• Text provided

────────────────────

Adults forget the reality of a child like mind. We many times deal with our own childlike minds as adult without recognizing the benefit of natural curiosity. I always fear that young people grow up and stop looking and focus their minds on the mundane. They grow and cease to look beyond. The point of looking beyond is not to see down the road, but an attitude of always looking beyond.
The world is not the black and white. The confidence of youth that there is better right can be a source to drive many to seek the change the world .This is a energy that the world needs tempered with the reality that most view points on the world that teach in absolute right and wrong are lies. It is a lesson most of us learn over and over both corporately and individually over the course of our life time.

A sincere journey to know God starts, for most people, when as individuals, finally realize we can not know God wholly ever. , but chose to look for God anyway We will learn the most about God in the daily, seemingly mundane interactions with parents, lover, co-workers and friends. My spiritual quest started like for most people with my own family. My grandmother who walked as a Christian, but never overly confidently with a grace like few others I have met made me want to know the grace that she knew
. My own sister who strives to walk in my grandmother's steps in her own many always inspired me as well. She always casts aside the word by others spoken in haste and forgives easily. I will never share her world view but I respect the way she shares the love of Christ and ultimately of our universal God with others.

────────────────────

• Tasks
(1) Using the essay on a childlike mind and faith, decide whether each statement agrees with it, answering yes or no and quoting the words that settle it: (a) The writer's spiritual quest began with family. (b) The writer shares the sister's world view. (c) The writer holds that the world is black and white.
(2) According to the essay on a childlike mind and faith, where will we learn the most about God?
The records play no part in what is asked here.

• Listed records
────────────────────

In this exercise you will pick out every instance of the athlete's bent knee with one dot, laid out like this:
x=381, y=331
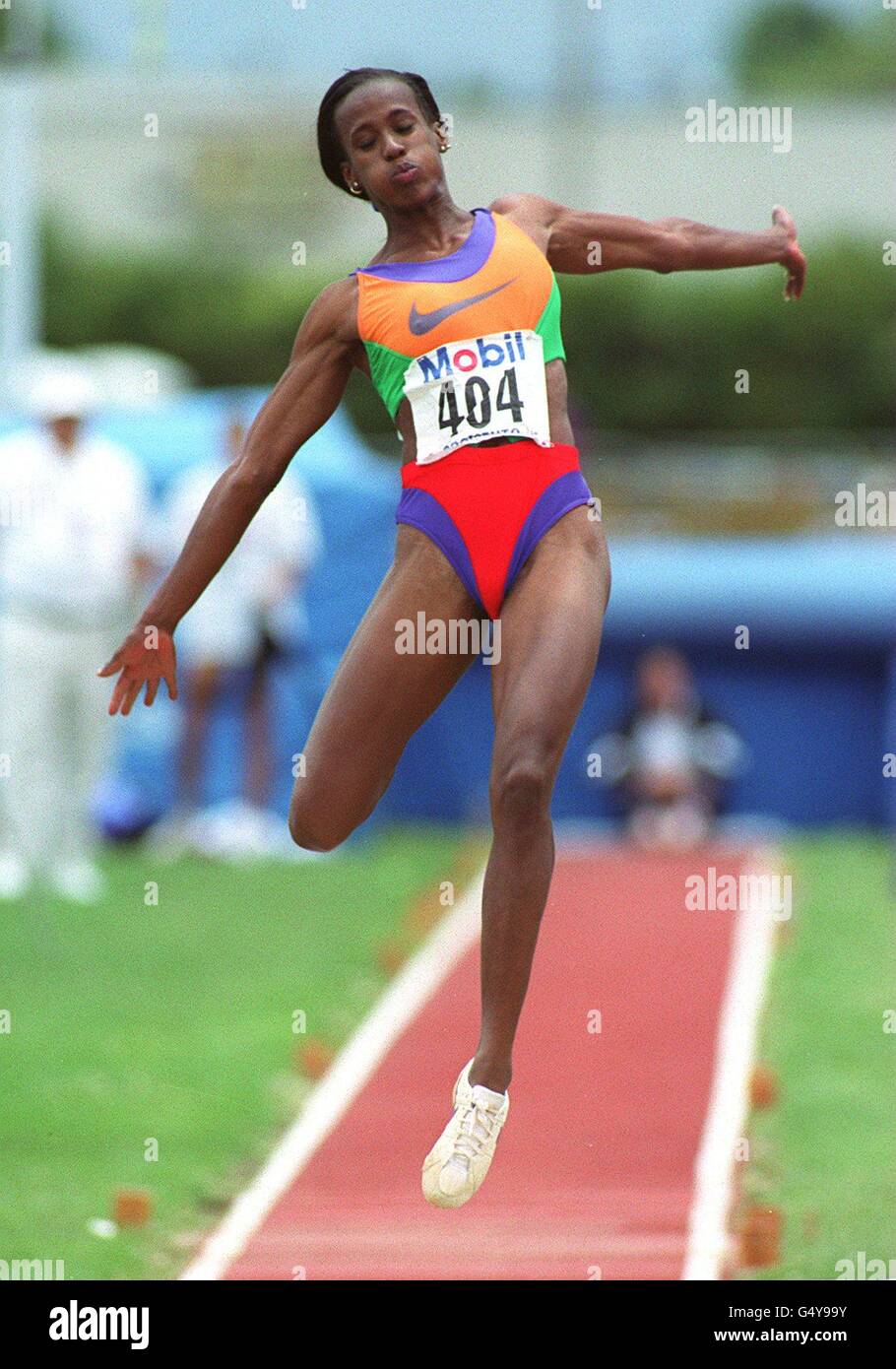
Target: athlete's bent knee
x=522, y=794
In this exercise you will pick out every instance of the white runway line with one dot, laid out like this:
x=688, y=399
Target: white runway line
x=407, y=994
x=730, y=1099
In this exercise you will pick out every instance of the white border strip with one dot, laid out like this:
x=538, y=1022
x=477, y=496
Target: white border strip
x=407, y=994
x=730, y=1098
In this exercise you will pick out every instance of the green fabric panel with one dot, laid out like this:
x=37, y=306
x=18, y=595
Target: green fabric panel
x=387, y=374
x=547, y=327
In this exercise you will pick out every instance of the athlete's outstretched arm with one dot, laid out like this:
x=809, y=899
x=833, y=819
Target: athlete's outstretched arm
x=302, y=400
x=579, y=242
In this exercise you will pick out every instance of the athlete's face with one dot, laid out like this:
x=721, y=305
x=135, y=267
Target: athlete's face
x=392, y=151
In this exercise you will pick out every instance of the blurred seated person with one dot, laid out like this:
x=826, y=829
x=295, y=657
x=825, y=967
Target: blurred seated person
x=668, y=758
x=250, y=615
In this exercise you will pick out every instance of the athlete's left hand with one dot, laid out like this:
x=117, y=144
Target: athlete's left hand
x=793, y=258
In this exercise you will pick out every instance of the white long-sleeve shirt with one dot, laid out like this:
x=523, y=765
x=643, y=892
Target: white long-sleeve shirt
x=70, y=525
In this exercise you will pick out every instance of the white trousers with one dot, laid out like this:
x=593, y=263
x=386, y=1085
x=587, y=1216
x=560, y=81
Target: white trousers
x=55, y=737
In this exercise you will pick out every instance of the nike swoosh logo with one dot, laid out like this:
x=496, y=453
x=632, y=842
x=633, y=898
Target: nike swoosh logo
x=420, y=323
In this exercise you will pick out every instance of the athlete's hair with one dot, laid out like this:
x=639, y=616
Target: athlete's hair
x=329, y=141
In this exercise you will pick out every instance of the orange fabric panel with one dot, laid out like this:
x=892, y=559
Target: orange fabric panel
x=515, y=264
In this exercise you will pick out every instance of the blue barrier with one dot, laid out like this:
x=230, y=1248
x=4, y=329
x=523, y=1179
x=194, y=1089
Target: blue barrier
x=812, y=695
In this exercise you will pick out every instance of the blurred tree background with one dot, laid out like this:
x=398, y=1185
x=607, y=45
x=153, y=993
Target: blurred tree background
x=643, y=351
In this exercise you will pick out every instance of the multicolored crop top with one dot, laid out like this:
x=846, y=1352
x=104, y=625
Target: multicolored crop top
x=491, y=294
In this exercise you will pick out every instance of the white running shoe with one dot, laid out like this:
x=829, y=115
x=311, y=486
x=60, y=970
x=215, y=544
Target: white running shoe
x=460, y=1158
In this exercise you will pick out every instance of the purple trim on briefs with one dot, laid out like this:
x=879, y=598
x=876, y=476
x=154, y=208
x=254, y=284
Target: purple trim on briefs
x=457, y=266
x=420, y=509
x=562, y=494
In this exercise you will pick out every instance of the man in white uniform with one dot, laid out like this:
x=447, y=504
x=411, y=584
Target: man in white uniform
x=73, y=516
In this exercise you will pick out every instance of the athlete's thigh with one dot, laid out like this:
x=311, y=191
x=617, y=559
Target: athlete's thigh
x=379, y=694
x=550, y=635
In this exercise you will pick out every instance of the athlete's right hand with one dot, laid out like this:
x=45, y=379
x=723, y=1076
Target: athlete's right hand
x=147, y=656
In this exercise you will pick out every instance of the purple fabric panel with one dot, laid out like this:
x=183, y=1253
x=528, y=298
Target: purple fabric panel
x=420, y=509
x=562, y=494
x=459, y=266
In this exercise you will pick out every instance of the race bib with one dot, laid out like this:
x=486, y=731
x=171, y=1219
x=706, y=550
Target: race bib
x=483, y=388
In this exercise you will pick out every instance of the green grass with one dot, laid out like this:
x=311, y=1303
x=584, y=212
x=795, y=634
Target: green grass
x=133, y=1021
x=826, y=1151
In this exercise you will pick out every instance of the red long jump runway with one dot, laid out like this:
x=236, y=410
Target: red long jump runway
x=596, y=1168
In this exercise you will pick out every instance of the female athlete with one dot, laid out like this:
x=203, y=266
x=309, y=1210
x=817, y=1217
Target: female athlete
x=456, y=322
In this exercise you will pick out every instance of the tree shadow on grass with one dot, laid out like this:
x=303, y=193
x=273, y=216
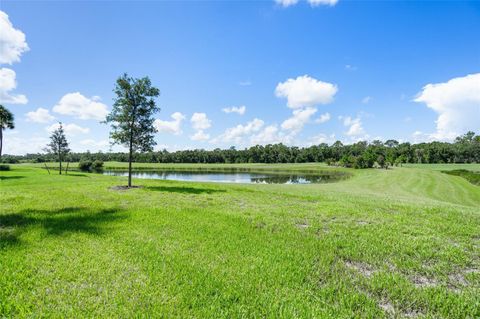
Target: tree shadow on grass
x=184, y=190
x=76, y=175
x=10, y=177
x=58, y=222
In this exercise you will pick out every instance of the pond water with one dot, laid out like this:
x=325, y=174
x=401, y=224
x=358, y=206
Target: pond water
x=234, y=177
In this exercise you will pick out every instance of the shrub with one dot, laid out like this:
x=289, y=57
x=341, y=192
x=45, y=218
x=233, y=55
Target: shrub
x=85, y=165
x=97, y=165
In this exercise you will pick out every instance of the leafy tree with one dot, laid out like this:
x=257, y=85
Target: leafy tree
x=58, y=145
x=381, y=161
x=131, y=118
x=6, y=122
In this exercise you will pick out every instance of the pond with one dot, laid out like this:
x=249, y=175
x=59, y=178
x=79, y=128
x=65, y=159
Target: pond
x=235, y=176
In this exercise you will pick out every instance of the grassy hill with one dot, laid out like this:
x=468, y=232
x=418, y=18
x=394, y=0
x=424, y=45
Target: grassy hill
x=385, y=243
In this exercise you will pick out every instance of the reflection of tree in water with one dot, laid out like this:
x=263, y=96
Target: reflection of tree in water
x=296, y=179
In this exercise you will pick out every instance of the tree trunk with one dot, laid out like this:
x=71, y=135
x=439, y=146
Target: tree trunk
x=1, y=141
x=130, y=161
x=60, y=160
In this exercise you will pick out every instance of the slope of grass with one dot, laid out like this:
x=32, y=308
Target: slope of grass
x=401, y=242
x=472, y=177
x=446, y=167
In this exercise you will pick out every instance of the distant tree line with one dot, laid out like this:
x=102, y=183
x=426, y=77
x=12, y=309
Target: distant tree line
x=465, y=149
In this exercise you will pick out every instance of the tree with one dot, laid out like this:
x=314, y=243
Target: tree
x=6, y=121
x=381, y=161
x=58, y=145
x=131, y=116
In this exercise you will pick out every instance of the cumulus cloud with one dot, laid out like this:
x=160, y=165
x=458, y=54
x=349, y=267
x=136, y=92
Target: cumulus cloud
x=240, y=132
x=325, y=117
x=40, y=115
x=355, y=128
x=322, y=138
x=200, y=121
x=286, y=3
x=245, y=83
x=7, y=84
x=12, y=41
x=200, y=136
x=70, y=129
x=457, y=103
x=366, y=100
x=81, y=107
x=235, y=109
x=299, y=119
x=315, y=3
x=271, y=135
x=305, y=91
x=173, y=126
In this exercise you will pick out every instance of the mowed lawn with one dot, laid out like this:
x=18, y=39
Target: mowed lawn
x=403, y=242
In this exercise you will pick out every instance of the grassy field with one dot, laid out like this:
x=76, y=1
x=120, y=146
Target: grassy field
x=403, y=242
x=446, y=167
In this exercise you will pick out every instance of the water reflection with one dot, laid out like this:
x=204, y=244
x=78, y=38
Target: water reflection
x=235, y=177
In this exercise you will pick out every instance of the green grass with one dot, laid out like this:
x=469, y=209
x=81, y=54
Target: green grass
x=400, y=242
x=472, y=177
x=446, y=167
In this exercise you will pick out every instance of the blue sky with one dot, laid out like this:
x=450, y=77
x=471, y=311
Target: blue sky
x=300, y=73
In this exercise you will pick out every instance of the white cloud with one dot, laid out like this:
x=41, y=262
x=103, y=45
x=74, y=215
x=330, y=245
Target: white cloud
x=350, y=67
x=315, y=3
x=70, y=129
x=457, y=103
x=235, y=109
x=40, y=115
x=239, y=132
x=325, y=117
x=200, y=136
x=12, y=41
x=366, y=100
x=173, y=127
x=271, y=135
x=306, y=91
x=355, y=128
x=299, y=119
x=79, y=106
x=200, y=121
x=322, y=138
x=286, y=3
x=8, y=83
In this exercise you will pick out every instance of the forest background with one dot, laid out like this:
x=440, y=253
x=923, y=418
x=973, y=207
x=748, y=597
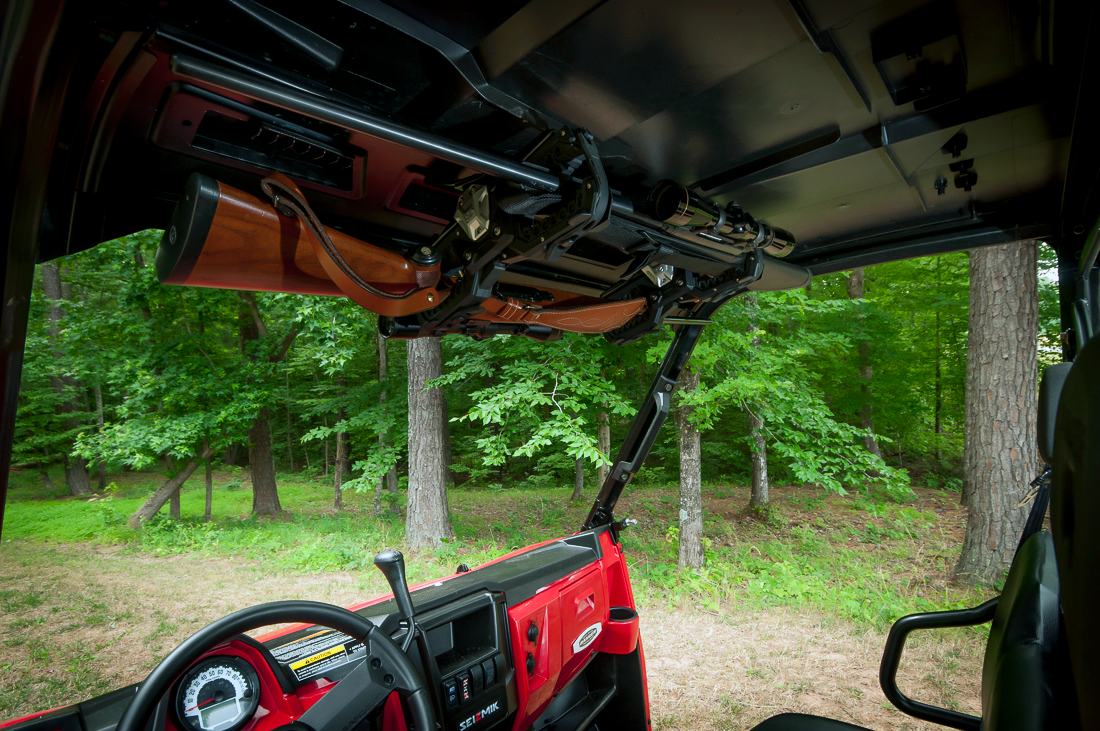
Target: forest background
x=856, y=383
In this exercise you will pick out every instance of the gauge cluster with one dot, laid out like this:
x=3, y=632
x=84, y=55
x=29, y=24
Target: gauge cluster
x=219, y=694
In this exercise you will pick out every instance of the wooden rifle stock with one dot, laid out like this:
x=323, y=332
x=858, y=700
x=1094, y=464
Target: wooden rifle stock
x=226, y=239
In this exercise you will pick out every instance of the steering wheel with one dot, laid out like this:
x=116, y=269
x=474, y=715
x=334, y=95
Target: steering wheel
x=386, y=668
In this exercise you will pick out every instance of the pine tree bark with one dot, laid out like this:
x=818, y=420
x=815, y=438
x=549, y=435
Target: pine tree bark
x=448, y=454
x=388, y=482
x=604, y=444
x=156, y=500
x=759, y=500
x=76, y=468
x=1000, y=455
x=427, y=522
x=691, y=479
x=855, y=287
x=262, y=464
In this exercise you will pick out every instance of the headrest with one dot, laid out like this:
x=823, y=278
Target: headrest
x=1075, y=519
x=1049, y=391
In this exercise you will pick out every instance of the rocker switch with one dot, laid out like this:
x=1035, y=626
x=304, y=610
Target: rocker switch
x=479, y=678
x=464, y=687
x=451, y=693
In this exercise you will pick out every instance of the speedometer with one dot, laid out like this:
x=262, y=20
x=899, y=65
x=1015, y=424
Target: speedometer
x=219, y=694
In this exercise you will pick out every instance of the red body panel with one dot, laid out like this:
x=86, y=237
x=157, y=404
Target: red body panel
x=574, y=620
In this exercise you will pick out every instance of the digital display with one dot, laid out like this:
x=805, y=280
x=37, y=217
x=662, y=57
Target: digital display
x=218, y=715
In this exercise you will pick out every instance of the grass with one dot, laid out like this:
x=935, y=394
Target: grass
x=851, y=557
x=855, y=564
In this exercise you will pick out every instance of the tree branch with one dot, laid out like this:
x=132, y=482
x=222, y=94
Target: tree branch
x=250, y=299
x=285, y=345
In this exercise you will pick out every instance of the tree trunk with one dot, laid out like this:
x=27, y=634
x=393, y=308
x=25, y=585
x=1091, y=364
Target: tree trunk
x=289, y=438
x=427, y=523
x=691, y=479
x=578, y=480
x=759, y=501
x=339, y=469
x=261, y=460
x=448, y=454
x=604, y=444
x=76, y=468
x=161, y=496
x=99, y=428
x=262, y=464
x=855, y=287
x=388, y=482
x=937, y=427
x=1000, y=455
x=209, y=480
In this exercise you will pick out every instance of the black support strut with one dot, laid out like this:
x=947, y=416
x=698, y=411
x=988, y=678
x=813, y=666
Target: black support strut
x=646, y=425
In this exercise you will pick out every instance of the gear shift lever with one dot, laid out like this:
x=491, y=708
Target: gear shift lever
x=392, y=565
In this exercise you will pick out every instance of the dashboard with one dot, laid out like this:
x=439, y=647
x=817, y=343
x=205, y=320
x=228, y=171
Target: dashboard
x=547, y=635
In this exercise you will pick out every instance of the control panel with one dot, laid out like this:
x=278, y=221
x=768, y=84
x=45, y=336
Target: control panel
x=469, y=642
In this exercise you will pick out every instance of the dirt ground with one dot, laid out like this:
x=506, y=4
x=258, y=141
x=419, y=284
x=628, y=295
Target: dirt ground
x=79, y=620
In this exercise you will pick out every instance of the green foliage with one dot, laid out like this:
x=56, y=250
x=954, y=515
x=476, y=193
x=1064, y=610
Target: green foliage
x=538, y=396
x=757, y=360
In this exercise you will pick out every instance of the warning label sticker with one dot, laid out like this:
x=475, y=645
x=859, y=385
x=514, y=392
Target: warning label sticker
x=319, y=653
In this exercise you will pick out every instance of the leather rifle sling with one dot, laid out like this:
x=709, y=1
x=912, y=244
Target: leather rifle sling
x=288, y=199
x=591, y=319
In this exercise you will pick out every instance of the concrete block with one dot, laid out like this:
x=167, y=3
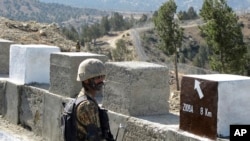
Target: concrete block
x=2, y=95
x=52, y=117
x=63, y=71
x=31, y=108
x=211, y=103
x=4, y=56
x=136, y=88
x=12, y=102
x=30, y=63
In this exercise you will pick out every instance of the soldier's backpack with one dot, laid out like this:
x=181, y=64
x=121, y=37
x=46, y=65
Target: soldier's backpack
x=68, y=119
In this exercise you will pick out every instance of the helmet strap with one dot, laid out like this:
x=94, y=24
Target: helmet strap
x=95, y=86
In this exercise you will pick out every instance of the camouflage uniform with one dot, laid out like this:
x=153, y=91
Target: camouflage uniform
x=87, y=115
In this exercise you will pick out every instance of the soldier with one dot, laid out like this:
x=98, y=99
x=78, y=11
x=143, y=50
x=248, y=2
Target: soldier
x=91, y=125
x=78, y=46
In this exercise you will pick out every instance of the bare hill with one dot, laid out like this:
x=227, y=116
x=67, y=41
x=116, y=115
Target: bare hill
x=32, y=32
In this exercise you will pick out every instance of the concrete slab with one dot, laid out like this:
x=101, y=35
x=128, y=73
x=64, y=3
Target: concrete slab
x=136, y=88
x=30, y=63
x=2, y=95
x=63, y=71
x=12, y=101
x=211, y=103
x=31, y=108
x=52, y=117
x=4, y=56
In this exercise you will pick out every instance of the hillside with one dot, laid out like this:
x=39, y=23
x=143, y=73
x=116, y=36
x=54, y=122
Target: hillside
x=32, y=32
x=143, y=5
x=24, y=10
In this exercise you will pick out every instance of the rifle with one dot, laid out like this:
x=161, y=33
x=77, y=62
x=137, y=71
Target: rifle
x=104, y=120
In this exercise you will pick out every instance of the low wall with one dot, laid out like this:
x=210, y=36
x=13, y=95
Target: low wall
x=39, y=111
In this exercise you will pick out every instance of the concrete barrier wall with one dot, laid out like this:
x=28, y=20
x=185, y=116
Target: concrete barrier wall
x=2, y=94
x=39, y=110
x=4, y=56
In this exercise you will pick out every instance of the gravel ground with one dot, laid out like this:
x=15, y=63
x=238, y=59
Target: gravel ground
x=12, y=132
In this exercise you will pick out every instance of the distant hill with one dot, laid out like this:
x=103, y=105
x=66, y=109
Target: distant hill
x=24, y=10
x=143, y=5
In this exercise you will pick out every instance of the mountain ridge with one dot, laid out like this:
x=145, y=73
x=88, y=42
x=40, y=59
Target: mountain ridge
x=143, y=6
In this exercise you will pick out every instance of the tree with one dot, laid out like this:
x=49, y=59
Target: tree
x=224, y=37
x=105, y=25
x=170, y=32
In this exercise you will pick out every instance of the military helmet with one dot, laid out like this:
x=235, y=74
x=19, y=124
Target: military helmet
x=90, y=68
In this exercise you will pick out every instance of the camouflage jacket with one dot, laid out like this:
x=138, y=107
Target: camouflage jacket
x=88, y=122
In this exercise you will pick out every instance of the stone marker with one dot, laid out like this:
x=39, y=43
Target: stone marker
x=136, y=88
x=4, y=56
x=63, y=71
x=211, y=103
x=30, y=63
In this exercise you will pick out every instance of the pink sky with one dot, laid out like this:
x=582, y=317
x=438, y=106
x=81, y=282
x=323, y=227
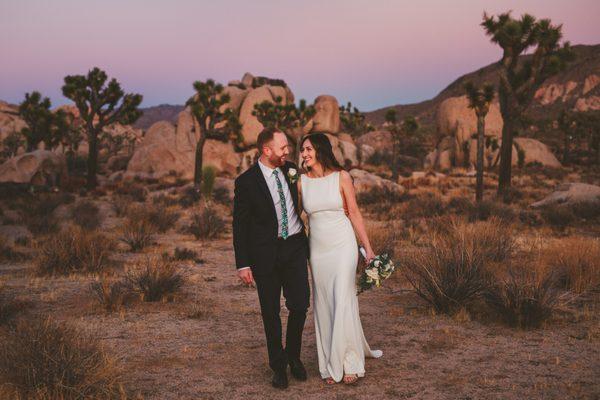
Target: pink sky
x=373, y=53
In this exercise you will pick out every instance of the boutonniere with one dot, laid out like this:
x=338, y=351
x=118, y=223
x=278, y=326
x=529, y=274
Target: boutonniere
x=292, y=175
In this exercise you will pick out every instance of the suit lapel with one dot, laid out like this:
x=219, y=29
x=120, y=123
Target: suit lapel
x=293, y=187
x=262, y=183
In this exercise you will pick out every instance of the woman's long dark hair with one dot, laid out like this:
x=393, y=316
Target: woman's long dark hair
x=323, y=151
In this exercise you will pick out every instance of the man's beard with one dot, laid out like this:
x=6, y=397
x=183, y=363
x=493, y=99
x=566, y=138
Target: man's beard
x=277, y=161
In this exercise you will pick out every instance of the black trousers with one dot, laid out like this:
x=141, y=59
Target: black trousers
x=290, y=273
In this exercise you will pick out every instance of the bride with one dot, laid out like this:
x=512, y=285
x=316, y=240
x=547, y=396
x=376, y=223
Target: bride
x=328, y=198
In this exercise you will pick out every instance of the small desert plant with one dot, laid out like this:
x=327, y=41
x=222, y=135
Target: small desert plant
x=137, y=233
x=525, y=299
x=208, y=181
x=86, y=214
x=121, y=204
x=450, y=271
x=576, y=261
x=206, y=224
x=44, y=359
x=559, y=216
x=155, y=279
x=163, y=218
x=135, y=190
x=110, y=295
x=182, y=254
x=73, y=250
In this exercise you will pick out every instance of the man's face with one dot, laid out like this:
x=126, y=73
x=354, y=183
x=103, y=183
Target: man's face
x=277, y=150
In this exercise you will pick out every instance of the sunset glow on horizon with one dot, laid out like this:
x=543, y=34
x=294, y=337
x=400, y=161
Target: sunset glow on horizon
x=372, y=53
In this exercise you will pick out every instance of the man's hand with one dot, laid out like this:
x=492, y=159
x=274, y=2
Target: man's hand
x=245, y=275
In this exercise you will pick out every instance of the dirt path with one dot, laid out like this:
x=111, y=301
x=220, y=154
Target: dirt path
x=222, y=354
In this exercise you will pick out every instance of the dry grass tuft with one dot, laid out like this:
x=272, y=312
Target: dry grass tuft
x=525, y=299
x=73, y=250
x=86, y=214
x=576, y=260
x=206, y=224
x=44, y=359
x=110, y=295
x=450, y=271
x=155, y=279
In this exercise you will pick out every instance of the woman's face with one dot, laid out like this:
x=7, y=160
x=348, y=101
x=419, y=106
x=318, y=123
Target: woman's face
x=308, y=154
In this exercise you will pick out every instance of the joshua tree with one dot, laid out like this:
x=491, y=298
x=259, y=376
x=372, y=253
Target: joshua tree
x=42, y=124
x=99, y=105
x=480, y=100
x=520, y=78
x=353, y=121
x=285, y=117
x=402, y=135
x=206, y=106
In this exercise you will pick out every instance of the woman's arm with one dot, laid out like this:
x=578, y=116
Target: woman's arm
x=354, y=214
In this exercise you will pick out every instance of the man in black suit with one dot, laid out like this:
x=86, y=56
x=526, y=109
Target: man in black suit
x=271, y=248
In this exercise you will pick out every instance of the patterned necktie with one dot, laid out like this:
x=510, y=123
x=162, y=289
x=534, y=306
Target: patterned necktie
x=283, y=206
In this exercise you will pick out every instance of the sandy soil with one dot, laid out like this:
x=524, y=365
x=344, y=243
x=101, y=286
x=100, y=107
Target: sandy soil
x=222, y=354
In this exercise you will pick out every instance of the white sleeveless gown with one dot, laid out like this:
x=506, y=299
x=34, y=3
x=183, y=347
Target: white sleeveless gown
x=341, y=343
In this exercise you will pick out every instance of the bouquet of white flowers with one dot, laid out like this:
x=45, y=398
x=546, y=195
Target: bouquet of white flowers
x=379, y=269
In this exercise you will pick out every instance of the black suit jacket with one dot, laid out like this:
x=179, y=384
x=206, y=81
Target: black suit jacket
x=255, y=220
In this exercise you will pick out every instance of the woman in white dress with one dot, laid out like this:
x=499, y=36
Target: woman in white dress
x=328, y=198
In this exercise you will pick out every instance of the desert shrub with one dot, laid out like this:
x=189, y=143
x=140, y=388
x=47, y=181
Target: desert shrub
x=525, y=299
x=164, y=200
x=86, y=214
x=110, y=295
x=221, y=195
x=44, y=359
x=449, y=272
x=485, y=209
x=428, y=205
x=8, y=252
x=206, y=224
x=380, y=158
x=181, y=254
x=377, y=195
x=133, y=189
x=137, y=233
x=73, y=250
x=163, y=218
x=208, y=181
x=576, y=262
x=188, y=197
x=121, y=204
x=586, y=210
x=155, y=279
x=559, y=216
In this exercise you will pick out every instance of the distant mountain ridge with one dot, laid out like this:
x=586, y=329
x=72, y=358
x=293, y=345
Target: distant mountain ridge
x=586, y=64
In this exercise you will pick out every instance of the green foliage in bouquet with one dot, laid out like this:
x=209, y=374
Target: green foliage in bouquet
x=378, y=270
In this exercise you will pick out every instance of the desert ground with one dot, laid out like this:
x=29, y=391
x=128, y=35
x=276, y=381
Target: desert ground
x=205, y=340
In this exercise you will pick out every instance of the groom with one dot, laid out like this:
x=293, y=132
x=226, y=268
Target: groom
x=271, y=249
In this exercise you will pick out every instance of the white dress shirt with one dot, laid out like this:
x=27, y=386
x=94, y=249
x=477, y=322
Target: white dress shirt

────────────────────

• Responses in order
(1)
(a) Yes: "My spiritual quest started like for most people with my own family."
(b) No: "I will never share her world view"
(c) No: "The world is not the black and white."

(2) In the daily, seemingly mundane interactions with parents, lover, co-workers and friends.